Exercise brief — Your copy must hold every line of the records word for word. It must hold no pictures.

Top of Data listing

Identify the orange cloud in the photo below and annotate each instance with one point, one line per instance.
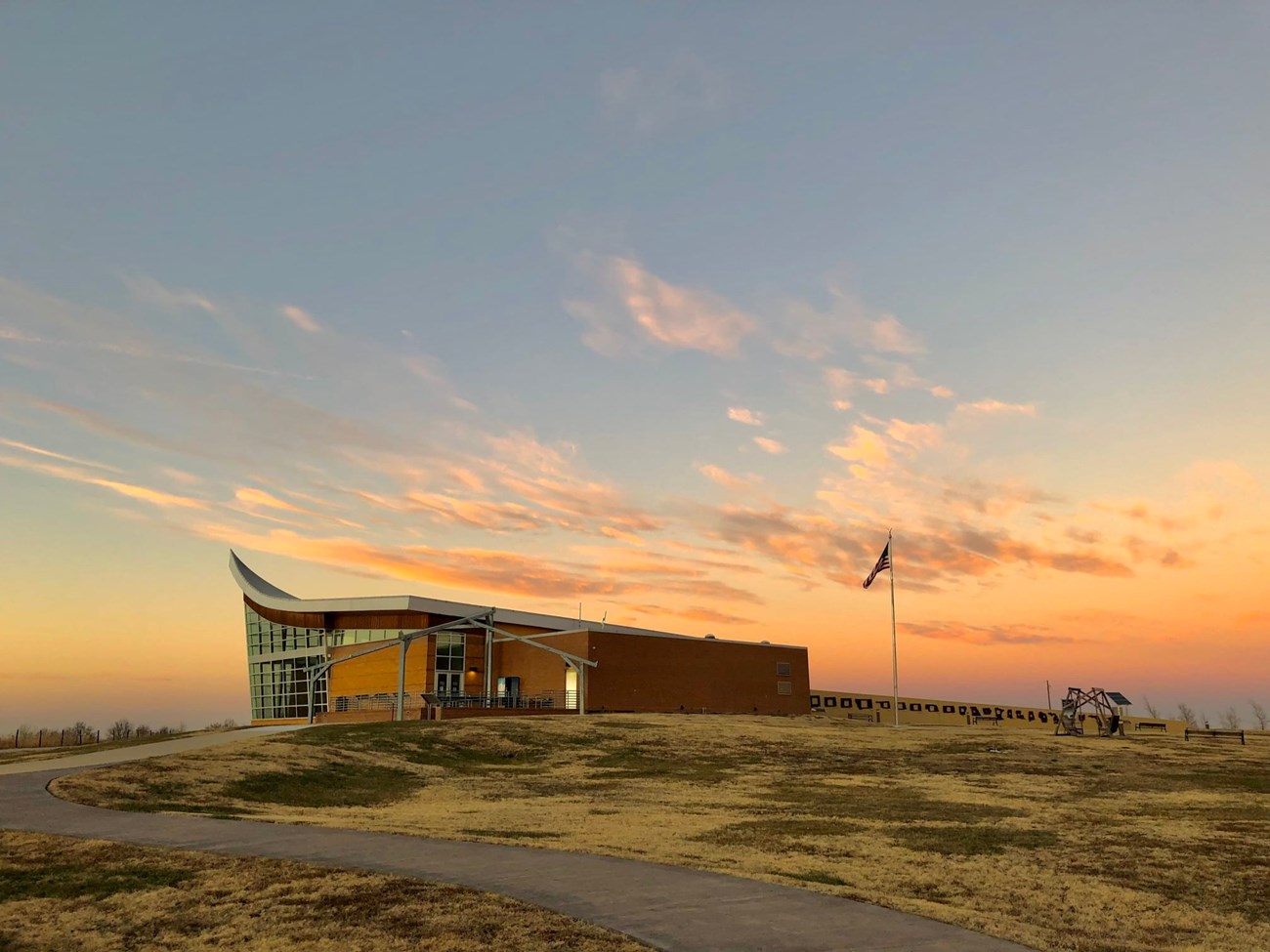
(741, 415)
(716, 474)
(475, 569)
(917, 435)
(986, 635)
(864, 445)
(995, 407)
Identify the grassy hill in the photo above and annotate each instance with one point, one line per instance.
(1146, 845)
(60, 893)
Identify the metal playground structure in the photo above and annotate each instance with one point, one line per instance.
(1103, 707)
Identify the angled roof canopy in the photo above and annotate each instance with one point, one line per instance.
(270, 596)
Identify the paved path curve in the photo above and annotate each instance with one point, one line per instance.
(665, 906)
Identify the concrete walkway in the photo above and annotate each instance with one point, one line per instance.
(64, 763)
(665, 906)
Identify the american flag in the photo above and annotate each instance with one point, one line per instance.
(883, 565)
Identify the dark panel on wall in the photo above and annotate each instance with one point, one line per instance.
(299, 620)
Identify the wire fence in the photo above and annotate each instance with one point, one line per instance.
(29, 737)
(558, 699)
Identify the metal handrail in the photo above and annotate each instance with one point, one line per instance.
(557, 699)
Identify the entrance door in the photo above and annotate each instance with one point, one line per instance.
(571, 689)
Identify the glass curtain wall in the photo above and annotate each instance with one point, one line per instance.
(278, 661)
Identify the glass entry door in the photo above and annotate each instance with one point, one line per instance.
(449, 663)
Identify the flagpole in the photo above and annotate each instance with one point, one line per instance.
(894, 651)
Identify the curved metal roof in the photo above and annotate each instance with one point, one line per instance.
(270, 596)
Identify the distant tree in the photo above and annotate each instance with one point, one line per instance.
(1258, 715)
(119, 730)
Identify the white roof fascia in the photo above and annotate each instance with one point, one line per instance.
(266, 593)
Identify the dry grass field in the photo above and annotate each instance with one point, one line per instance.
(1080, 845)
(60, 893)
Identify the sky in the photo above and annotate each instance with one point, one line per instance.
(667, 311)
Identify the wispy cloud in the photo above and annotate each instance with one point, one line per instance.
(144, 494)
(150, 291)
(995, 407)
(51, 455)
(722, 477)
(814, 334)
(741, 415)
(649, 98)
(475, 569)
(640, 309)
(301, 317)
(994, 635)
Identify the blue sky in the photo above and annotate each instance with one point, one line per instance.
(240, 237)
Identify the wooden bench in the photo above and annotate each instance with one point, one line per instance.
(1215, 734)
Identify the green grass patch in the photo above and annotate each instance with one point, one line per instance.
(333, 785)
(84, 881)
(970, 841)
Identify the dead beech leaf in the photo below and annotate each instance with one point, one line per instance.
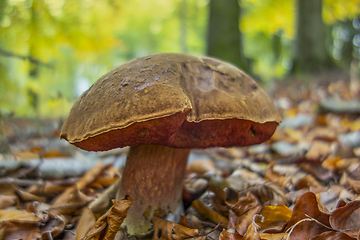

Bottom of Data listing

Written solution —
Identify the orange cloud in the photo below and annotate each instance with one point, one line per instance.
(741, 415)
(716, 474)
(475, 569)
(917, 435)
(986, 635)
(864, 445)
(995, 407)
Identify the grassy hill in the photo above and annotate each instance with one point, one line per instance.
(1146, 845)
(60, 893)
Identify the metal playground structure in the photo above and annotate each instance with one point, one line per instance.
(1103, 707)
Identify the angled roof canopy in the photo above and annotate each instance with one point, one line per instance.
(270, 596)
Identify the paved path curve in the photo above and annotate each instance with one point, one line per instance.
(665, 906)
Identify the concrete walkway in the photo above and annotate each instance with one point, one line per instance.
(64, 763)
(665, 906)
Identify the american flag in the photo above and annotate each instance with one point, one line per instance.
(883, 565)
Identify the dark panel on wall in the photo above and annotate each instance with one point, one line per instance.
(299, 620)
Identify the wire fence in the photo above and annotate each instance with one point, one line per instance.
(29, 737)
(558, 699)
Identify the metal handrail in the photo above and annotate each instance with one point, one line per instance.
(557, 699)
Identify the entrance door in the photo above and annotate each instance with one point, one line per instance.
(571, 689)
Identify the glass curtain wall in the photo above and annotate each instance with one point, one line per instance.
(278, 661)
Identify the glass entry door in the photo above and annotate each instance with one point, one line per instance.
(449, 663)
Identify the flagpole in the photo above and annotate each instance with one point, one line per instance.
(894, 651)
Identify the curved metal roof in the photo above and annotate each instance with one point, one line per instance.
(270, 596)
Identify the distant tree in the photo above and annotate each instance with one point, one line per instance.
(1258, 715)
(119, 730)
Identify the white roof fascia in the photo above and annotate each instance with one point, one line per instance.
(266, 593)
Identify the dry grass field in the photo above and annotate each instance with one point, one line per instance.
(1080, 845)
(60, 893)
Identify the sky in the photo above and annotate each instance with one point, one line per instance.
(667, 311)
Identify the wispy cloud in the photo above and annotate each instance with one point, one line per instance.
(144, 494)
(150, 291)
(995, 407)
(51, 455)
(722, 477)
(814, 334)
(741, 415)
(649, 98)
(475, 569)
(640, 309)
(301, 317)
(994, 635)
Identify the blue sky in the photo above and annotate each instance with one point, one line per instance.
(240, 237)
Identify the wooden bench in the photo above and annotate each instance with one point, one line per instance.
(1215, 734)
Identify the green grass patch in the photo above and annotate each instance with one point, one line per instance.
(333, 785)
(84, 881)
(970, 841)
Identify the dead beech leaf in the photo below and annotate each instance with one point, one line per instance.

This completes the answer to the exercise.